**What you have to do:** Rewrite the listing below with "mask" changed to "outline" wherever it occurs and everything else unchanged. Leave the pictures out of your copy.

**Available records:**
++++++++++
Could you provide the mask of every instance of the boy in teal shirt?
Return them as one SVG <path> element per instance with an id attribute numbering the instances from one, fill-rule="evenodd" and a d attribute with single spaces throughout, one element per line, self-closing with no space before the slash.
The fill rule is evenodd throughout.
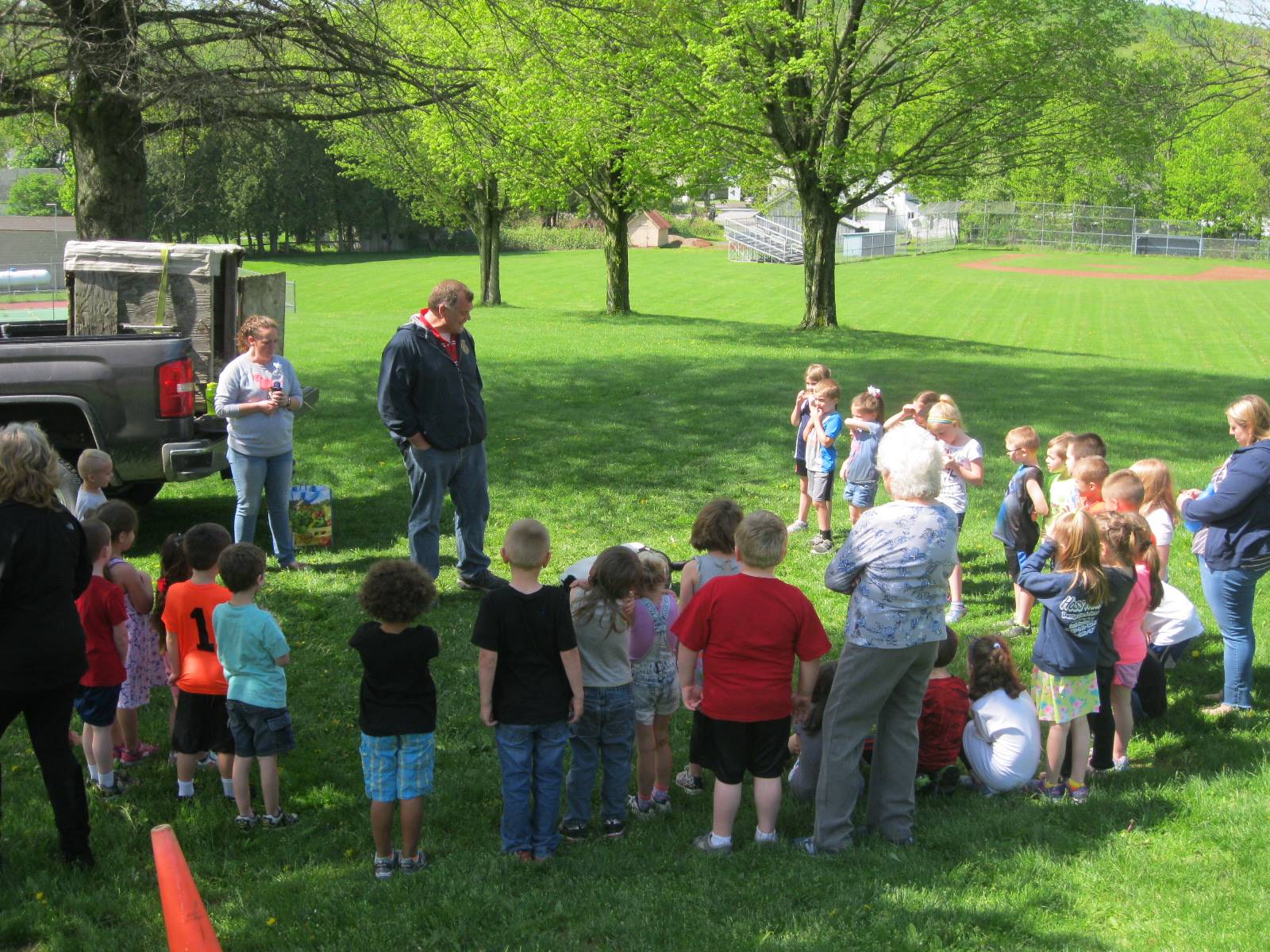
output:
<path id="1" fill-rule="evenodd" d="M 296 737 L 287 711 L 291 649 L 273 616 L 255 604 L 264 585 L 264 552 L 248 542 L 221 552 L 221 581 L 234 597 L 212 612 L 216 656 L 229 683 L 225 708 L 234 735 L 234 823 L 249 830 L 260 821 L 251 809 L 251 760 L 260 762 L 264 821 L 290 826 L 300 817 L 278 802 L 278 754 L 293 750 Z"/>

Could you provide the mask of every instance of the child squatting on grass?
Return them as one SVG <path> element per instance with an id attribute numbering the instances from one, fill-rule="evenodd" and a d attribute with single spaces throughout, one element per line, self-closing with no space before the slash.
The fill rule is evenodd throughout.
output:
<path id="1" fill-rule="evenodd" d="M 250 829 L 260 821 L 251 809 L 251 760 L 260 762 L 264 821 L 290 826 L 300 820 L 278 798 L 278 754 L 295 750 L 296 736 L 287 711 L 287 673 L 291 649 L 273 616 L 255 604 L 264 588 L 264 551 L 239 542 L 221 552 L 221 581 L 232 597 L 216 605 L 216 656 L 229 684 L 225 710 L 234 735 L 235 823 Z"/>
<path id="2" fill-rule="evenodd" d="M 560 845 L 564 748 L 583 715 L 582 659 L 568 593 L 538 581 L 551 561 L 546 527 L 512 523 L 499 555 L 512 581 L 485 593 L 472 628 L 480 718 L 494 729 L 503 774 L 503 852 L 544 862 Z"/>
<path id="3" fill-rule="evenodd" d="M 423 798 L 432 793 L 437 760 L 437 685 L 428 663 L 441 640 L 413 622 L 437 600 L 437 586 L 408 559 L 386 559 L 366 572 L 357 602 L 375 618 L 349 638 L 362 660 L 357 726 L 362 731 L 362 779 L 371 801 L 376 880 L 392 871 L 417 873 L 428 866 L 419 849 Z M 401 849 L 392 848 L 392 815 L 400 806 Z"/>
<path id="4" fill-rule="evenodd" d="M 789 534 L 775 513 L 754 512 L 737 527 L 740 574 L 718 578 L 674 623 L 679 688 L 693 712 L 692 759 L 715 774 L 714 823 L 692 845 L 732 853 L 732 828 L 745 773 L 754 778 L 754 840 L 776 843 L 781 773 L 787 755 L 790 669 L 798 664 L 798 715 L 805 718 L 829 638 L 801 589 L 776 578 Z M 706 651 L 705 685 L 697 655 Z"/>

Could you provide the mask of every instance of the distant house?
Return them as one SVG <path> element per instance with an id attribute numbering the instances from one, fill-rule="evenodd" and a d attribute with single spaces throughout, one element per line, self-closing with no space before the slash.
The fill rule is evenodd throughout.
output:
<path id="1" fill-rule="evenodd" d="M 639 212 L 626 223 L 631 248 L 664 248 L 671 244 L 671 222 L 658 212 Z"/>
<path id="2" fill-rule="evenodd" d="M 75 220 L 66 215 L 0 215 L 0 269 L 47 268 L 62 287 L 62 256 L 75 240 Z"/>

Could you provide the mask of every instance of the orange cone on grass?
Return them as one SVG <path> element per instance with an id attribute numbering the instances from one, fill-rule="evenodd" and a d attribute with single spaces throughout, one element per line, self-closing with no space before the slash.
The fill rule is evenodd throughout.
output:
<path id="1" fill-rule="evenodd" d="M 168 948 L 170 952 L 220 952 L 221 943 L 171 826 L 161 824 L 150 830 L 150 845 L 155 853 Z"/>

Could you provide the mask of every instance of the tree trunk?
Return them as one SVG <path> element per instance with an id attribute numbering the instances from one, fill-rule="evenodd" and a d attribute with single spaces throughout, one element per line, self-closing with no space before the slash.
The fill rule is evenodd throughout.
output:
<path id="1" fill-rule="evenodd" d="M 800 329 L 838 326 L 834 283 L 834 239 L 838 213 L 834 199 L 818 189 L 799 189 L 803 207 L 803 292 Z"/>
<path id="2" fill-rule="evenodd" d="M 504 208 L 497 178 L 486 176 L 474 190 L 472 209 L 472 232 L 480 254 L 480 303 L 500 305 L 503 289 L 499 286 L 498 255 L 503 246 Z"/>
<path id="3" fill-rule="evenodd" d="M 127 53 L 100 52 L 104 67 L 81 63 L 74 71 L 71 102 L 60 117 L 75 155 L 75 231 L 83 240 L 144 241 L 146 227 L 146 150 L 141 109 L 128 90 L 114 88 L 107 71 L 126 70 Z"/>

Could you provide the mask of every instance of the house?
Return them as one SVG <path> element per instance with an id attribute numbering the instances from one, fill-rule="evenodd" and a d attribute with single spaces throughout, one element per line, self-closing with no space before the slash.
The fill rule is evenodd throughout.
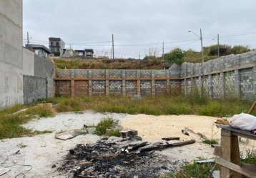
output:
<path id="1" fill-rule="evenodd" d="M 93 57 L 94 50 L 93 49 L 84 49 L 84 56 L 86 57 Z"/>
<path id="2" fill-rule="evenodd" d="M 51 51 L 44 45 L 28 44 L 26 48 L 42 58 L 48 58 L 51 54 Z"/>
<path id="3" fill-rule="evenodd" d="M 63 50 L 63 55 L 61 56 L 61 57 L 70 58 L 70 57 L 73 57 L 74 56 L 74 51 L 72 48 L 69 48 L 69 49 Z"/>
<path id="4" fill-rule="evenodd" d="M 51 54 L 51 56 L 61 56 L 64 54 L 65 43 L 61 38 L 49 38 L 49 46 Z"/>
<path id="5" fill-rule="evenodd" d="M 75 50 L 74 51 L 74 56 L 84 56 L 84 50 Z"/>

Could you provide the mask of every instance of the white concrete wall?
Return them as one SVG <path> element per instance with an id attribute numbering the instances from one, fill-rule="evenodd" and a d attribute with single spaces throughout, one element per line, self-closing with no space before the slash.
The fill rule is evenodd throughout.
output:
<path id="1" fill-rule="evenodd" d="M 22 0 L 0 0 L 0 108 L 23 103 Z"/>
<path id="2" fill-rule="evenodd" d="M 26 48 L 23 48 L 23 74 L 34 75 L 34 53 Z"/>

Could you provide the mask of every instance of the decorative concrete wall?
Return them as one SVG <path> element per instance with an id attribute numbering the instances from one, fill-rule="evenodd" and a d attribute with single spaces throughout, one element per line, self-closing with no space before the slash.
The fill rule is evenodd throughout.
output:
<path id="1" fill-rule="evenodd" d="M 46 80 L 45 78 L 23 75 L 24 104 L 30 104 L 38 99 L 46 98 Z"/>
<path id="2" fill-rule="evenodd" d="M 180 79 L 172 83 L 170 79 L 169 70 L 57 70 L 56 93 L 72 96 L 159 95 L 180 91 Z"/>
<path id="3" fill-rule="evenodd" d="M 23 103 L 22 0 L 0 1 L 0 108 Z"/>
<path id="4" fill-rule="evenodd" d="M 191 94 L 197 88 L 210 97 L 256 98 L 256 51 L 230 55 L 202 63 L 184 63 L 182 90 Z"/>
<path id="5" fill-rule="evenodd" d="M 159 95 L 195 91 L 214 98 L 256 98 L 256 51 L 169 70 L 57 70 L 59 95 Z"/>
++++++++++
**Response to this task:**
Could you provide the outline of every instance of the boy in teal shirt?
Return them as one SVG <path> element per instance with an id attribute numbering the instances from one, fill-rule="evenodd" and a d attribute with single spaces throughout, one element per line, self-closing with no space before the slash.
The fill rule is evenodd throughout.
output:
<path id="1" fill-rule="evenodd" d="M 296 737 L 287 711 L 291 649 L 273 616 L 255 604 L 264 585 L 264 552 L 248 542 L 221 552 L 221 581 L 234 597 L 212 612 L 216 656 L 229 683 L 225 708 L 234 735 L 234 823 L 249 830 L 260 821 L 251 809 L 251 760 L 260 762 L 264 821 L 290 826 L 300 817 L 278 802 L 278 754 L 293 750 Z"/>

Could you provide the outline of every instance of the child squatting on grass?
Return them as one SVG <path> element per instance with an id attribute numbering the instances from one, fill-rule="evenodd" and a d attribute with single spaces throughout, one element per line, self-closing with no space before the slash.
The fill rule is evenodd throughout.
output:
<path id="1" fill-rule="evenodd" d="M 250 829 L 260 821 L 251 809 L 251 760 L 260 762 L 264 821 L 290 826 L 300 820 L 278 798 L 278 754 L 295 750 L 296 736 L 287 711 L 287 673 L 291 649 L 273 616 L 255 604 L 264 588 L 264 551 L 239 542 L 221 552 L 221 581 L 232 597 L 216 605 L 216 656 L 229 684 L 225 710 L 234 735 L 235 823 Z"/>
<path id="2" fill-rule="evenodd" d="M 560 845 L 564 748 L 583 715 L 582 659 L 568 593 L 538 581 L 551 561 L 546 527 L 512 523 L 499 555 L 512 581 L 485 593 L 472 628 L 480 718 L 494 729 L 503 774 L 503 852 L 544 862 Z"/>
<path id="3" fill-rule="evenodd" d="M 423 798 L 432 793 L 437 760 L 437 685 L 428 663 L 441 640 L 413 622 L 437 600 L 437 586 L 408 559 L 386 559 L 366 572 L 357 602 L 375 618 L 349 638 L 362 660 L 357 726 L 362 731 L 362 779 L 371 801 L 376 880 L 392 871 L 417 873 L 428 866 L 419 849 Z M 401 849 L 392 848 L 392 815 L 400 806 Z"/>
<path id="4" fill-rule="evenodd" d="M 789 534 L 775 513 L 754 512 L 737 527 L 740 574 L 718 578 L 674 623 L 679 688 L 693 712 L 692 759 L 715 774 L 714 823 L 692 845 L 732 853 L 732 828 L 745 773 L 754 778 L 754 840 L 776 843 L 781 773 L 787 755 L 790 669 L 798 664 L 798 715 L 805 718 L 829 638 L 801 589 L 776 578 Z M 706 651 L 705 685 L 697 655 Z"/>

Could you provide the outline of every instance of the distant house?
Return them as one SVG <path> element per instance with an id attribute numbering the instances from one, fill-rule="evenodd" and a d attribute with single spaces throughout, one element per line, self-closing with no space before the slash.
The fill rule is evenodd throughout.
output:
<path id="1" fill-rule="evenodd" d="M 639 212 L 626 223 L 631 248 L 664 248 L 671 244 L 671 222 L 658 212 Z"/>
<path id="2" fill-rule="evenodd" d="M 75 220 L 66 215 L 0 215 L 0 269 L 47 268 L 62 287 L 62 256 L 75 240 Z"/>

Could you provide the outline of every instance of the orange cone on grass?
Return them as one SVG <path> element per instance with an id attribute numbering the instances from one, fill-rule="evenodd" and a d attribute with single spaces throughout, one element per line, self-closing with no space before the slash.
The fill rule is evenodd throughout.
output:
<path id="1" fill-rule="evenodd" d="M 168 948 L 170 952 L 220 952 L 221 943 L 171 826 L 161 824 L 150 830 L 150 845 L 155 853 Z"/>

Could you provide the outline of every instance of the tree trunk?
Return them as one SVG <path> element per instance with an id attribute numbering the instances from one, fill-rule="evenodd" and a d attribute with single spaces throughout, one element per line, self-closing with no space before the slash.
The fill rule is evenodd throughout.
output:
<path id="1" fill-rule="evenodd" d="M 800 329 L 838 326 L 834 283 L 834 239 L 838 213 L 834 199 L 818 189 L 799 189 L 803 207 L 803 292 Z"/>
<path id="2" fill-rule="evenodd" d="M 504 208 L 497 178 L 486 176 L 474 190 L 472 209 L 472 232 L 480 254 L 480 303 L 500 305 L 503 289 L 499 286 L 498 255 L 503 246 Z"/>
<path id="3" fill-rule="evenodd" d="M 127 53 L 100 52 L 104 67 L 81 63 L 74 71 L 71 102 L 60 117 L 75 155 L 75 231 L 83 240 L 144 241 L 146 227 L 146 150 L 141 109 L 128 90 L 114 88 L 107 71 L 126 70 Z"/>

Could you provide the outline of every instance of the house?
Return them as one SVG <path> element per instance with an id attribute numbering the instances from one, fill-rule="evenodd" and a d attribute with single spaces throughout, one element per line, self-closing with no space before the slash.
The fill rule is evenodd throughout.
output:
<path id="1" fill-rule="evenodd" d="M 93 57 L 94 50 L 93 49 L 84 49 L 84 56 L 86 57 Z"/>
<path id="2" fill-rule="evenodd" d="M 51 51 L 44 45 L 28 44 L 26 48 L 42 58 L 48 58 L 51 54 Z"/>
<path id="3" fill-rule="evenodd" d="M 63 50 L 63 55 L 61 56 L 61 57 L 70 58 L 70 57 L 73 57 L 74 56 L 74 51 L 72 48 L 69 48 L 69 49 Z"/>
<path id="4" fill-rule="evenodd" d="M 51 54 L 51 56 L 61 56 L 64 54 L 65 43 L 61 38 L 49 38 L 49 46 Z"/>
<path id="5" fill-rule="evenodd" d="M 75 50 L 74 51 L 74 56 L 84 56 L 84 50 Z"/>

Could you provide the outline of every instance of the white concrete wall?
Return them as one SVG <path> element per instance with an id attribute numbering the instances from one, fill-rule="evenodd" and a d attribute with single spaces throughout, one element per line, self-closing with no space before the slash.
The fill rule is evenodd throughout.
output:
<path id="1" fill-rule="evenodd" d="M 22 0 L 0 0 L 0 108 L 23 103 Z"/>
<path id="2" fill-rule="evenodd" d="M 26 48 L 23 48 L 23 74 L 34 75 L 34 53 Z"/>

Could you provide the outline of every instance of the decorative concrete wall?
Return them as one SVG <path> element per instance with an id attribute numbering the instances from one, fill-rule="evenodd" and a d attribute with single spaces throughout, one element per line, self-closing with no space before the slash.
The fill rule is evenodd throughout.
output:
<path id="1" fill-rule="evenodd" d="M 46 80 L 45 78 L 23 75 L 24 104 L 30 104 L 38 99 L 46 98 Z"/>
<path id="2" fill-rule="evenodd" d="M 180 79 L 172 83 L 170 79 L 169 70 L 57 70 L 56 93 L 72 96 L 159 95 L 180 91 Z"/>
<path id="3" fill-rule="evenodd" d="M 23 103 L 22 0 L 0 1 L 0 108 Z"/>
<path id="4" fill-rule="evenodd" d="M 191 94 L 197 88 L 210 97 L 256 98 L 256 51 L 230 55 L 202 63 L 184 63 L 182 90 Z"/>
<path id="5" fill-rule="evenodd" d="M 159 95 L 195 91 L 214 98 L 256 98 L 256 51 L 169 70 L 57 70 L 59 95 Z"/>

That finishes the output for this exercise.